From the line containing "Mark each instance of the tall" to the end of the listing, write out every line exactly; leave out everything else.

•••

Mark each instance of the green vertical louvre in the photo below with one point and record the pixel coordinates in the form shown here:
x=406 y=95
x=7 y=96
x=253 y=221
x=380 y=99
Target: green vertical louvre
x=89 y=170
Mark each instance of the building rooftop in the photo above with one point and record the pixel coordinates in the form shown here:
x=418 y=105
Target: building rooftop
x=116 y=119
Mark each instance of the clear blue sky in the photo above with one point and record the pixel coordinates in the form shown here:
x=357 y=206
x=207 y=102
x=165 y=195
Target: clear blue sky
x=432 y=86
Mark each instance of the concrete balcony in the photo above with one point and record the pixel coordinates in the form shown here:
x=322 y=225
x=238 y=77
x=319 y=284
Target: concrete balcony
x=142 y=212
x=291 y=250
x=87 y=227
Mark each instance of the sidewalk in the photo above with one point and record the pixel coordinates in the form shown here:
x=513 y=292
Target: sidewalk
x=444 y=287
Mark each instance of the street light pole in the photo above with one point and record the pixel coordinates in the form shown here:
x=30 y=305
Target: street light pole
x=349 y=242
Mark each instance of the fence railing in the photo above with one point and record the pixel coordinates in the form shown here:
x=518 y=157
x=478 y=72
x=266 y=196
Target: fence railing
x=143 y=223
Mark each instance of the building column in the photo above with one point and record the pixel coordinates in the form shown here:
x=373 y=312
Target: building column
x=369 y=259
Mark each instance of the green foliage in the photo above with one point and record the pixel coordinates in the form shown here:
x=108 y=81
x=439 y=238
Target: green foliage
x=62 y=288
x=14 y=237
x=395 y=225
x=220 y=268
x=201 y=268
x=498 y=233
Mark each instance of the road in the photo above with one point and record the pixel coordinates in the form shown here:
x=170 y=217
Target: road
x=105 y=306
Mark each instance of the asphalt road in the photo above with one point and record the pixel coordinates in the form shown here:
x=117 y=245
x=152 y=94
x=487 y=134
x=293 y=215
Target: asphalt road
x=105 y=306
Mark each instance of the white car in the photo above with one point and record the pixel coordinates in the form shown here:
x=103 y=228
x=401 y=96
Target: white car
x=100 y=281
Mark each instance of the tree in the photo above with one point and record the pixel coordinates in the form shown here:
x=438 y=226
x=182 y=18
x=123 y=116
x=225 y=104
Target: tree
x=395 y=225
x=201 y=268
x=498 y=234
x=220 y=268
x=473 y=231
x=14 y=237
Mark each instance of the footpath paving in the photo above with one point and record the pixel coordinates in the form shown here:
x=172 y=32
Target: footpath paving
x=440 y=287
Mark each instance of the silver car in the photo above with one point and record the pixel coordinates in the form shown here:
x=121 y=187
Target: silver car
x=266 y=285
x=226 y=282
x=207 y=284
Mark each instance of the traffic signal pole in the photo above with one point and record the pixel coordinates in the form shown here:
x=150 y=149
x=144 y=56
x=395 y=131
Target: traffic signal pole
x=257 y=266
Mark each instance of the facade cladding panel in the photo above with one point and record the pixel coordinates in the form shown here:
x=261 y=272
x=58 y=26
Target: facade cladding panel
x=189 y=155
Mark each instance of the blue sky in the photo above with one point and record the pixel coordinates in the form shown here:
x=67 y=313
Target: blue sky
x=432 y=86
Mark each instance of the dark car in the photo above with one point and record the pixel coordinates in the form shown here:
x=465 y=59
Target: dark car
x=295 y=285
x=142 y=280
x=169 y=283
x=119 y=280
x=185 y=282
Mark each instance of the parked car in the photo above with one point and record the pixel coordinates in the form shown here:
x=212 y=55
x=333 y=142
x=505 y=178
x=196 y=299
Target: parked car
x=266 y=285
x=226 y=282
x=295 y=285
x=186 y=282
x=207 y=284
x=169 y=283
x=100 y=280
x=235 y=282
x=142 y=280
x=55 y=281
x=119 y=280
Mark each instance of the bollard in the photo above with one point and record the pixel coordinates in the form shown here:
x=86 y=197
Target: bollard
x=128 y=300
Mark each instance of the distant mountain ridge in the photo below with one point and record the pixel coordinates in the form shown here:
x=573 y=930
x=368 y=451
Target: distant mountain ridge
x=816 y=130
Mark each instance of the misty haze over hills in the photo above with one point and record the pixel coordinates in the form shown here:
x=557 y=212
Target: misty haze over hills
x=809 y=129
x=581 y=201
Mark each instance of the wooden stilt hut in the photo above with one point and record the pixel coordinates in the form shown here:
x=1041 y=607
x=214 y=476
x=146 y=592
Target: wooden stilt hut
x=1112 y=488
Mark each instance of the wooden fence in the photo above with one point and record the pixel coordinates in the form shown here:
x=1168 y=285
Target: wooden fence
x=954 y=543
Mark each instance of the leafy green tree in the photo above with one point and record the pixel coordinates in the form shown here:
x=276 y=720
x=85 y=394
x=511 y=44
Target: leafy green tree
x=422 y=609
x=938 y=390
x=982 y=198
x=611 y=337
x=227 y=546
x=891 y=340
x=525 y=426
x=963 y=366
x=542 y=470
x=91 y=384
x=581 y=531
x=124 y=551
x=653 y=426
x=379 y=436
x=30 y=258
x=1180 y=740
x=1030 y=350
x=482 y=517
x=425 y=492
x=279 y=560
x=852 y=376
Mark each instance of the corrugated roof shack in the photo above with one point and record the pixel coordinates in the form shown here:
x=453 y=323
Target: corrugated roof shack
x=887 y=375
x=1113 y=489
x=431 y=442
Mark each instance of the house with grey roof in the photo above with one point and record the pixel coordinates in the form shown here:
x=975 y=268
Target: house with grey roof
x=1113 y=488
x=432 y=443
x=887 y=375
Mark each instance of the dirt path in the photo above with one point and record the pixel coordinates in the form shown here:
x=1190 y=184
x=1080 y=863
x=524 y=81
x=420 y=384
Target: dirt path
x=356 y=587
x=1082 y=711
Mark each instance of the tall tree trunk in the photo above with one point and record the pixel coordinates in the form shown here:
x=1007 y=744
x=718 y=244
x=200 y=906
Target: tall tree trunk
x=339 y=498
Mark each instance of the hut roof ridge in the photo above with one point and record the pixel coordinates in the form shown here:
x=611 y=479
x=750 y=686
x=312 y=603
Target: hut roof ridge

•••

Exercise response:
Mark each instance of the tall tree trunk in the photo above with one point and record the pixel coordinates in the form shown here:
x=1007 y=744
x=718 y=244
x=200 y=906
Target: tall tree trunk
x=339 y=498
Mark each instance of the hut roof ridge in the photo above with one point and record the pixel coordinates in the form shown here:
x=611 y=479
x=750 y=686
x=312 y=603
Target: hut roof ridge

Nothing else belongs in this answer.